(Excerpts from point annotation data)
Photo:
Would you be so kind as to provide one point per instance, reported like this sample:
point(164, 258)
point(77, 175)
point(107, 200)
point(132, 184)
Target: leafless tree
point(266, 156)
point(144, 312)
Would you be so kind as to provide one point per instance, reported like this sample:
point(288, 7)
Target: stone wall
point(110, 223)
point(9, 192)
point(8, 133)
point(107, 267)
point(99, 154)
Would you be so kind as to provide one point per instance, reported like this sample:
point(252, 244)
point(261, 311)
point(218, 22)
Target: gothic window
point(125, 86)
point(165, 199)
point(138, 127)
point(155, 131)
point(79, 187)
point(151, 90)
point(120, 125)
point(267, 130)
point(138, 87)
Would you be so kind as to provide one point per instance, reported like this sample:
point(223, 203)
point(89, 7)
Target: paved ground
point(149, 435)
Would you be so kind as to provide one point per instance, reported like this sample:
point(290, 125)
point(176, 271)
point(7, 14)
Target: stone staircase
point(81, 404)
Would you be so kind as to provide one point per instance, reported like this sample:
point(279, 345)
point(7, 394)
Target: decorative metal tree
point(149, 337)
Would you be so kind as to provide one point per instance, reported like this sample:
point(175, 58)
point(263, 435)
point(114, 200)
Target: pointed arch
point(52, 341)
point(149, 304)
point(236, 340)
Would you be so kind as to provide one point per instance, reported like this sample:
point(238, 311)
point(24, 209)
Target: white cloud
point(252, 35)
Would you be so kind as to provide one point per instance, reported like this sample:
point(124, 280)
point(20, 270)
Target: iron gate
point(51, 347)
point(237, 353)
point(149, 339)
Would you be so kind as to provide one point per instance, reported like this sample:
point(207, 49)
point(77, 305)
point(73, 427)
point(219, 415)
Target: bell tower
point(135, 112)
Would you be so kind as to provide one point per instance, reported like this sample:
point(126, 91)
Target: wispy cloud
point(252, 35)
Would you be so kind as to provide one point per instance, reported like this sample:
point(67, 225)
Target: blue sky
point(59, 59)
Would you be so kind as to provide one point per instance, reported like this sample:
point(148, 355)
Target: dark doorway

__What is asked__
Copy out all of the lines above word for word.

__Task answer__
Photo:
Would you be so kind as to provide one point per instance, reported like this sample:
point(164, 258)
point(77, 175)
point(107, 200)
point(132, 184)
Target: leafless tree
point(266, 156)
point(144, 312)
Would you be so kind as to provide one point per instance, reported like this sample:
point(288, 7)
Target: stone wall
point(110, 223)
point(9, 192)
point(8, 133)
point(107, 267)
point(99, 154)
Would you be so kind as to provide one point per instance, reported like this sample:
point(252, 244)
point(261, 311)
point(218, 22)
Target: gothic window
point(125, 86)
point(165, 199)
point(138, 127)
point(155, 131)
point(79, 187)
point(151, 90)
point(120, 125)
point(267, 130)
point(138, 87)
Would you be so kind as to provide one point per instance, reported like this sample:
point(223, 203)
point(89, 7)
Target: paved ground
point(149, 435)
Would you be so kind as to provide one point per instance, reported like this sample:
point(290, 125)
point(176, 271)
point(7, 14)
Target: stone staircase
point(81, 404)
Would you be so kind as to provide one point per instance, reported like this sample:
point(279, 345)
point(7, 394)
Target: decorative metal tree
point(149, 337)
Would you be so kind as to provide one point per instance, reported like this sample:
point(175, 58)
point(263, 435)
point(114, 200)
Target: pointed arch
point(52, 341)
point(149, 304)
point(236, 340)
Would you be so kind as to provide one point per instance, reported like this sample:
point(238, 311)
point(24, 209)
Target: white cloud
point(252, 35)
Would you be so kind as to provide one point per instance, reported like this sample:
point(124, 280)
point(20, 270)
Target: iron gate
point(51, 347)
point(237, 353)
point(149, 339)
Would you be so kind as to provide one point per instance, reported like this sample:
point(207, 49)
point(77, 305)
point(73, 427)
point(219, 415)
Target: bell tower
point(135, 112)
Would you be so kind as to provide one point per instance, reported like this sample:
point(126, 91)
Target: wispy cloud
point(252, 35)
Would you be so kind as to provide one point per instance, reported like this sample:
point(67, 225)
Target: blue sky
point(59, 59)
Would you be so kind as to provide one point per instance, reported like this sample:
point(148, 355)
Target: dark doorway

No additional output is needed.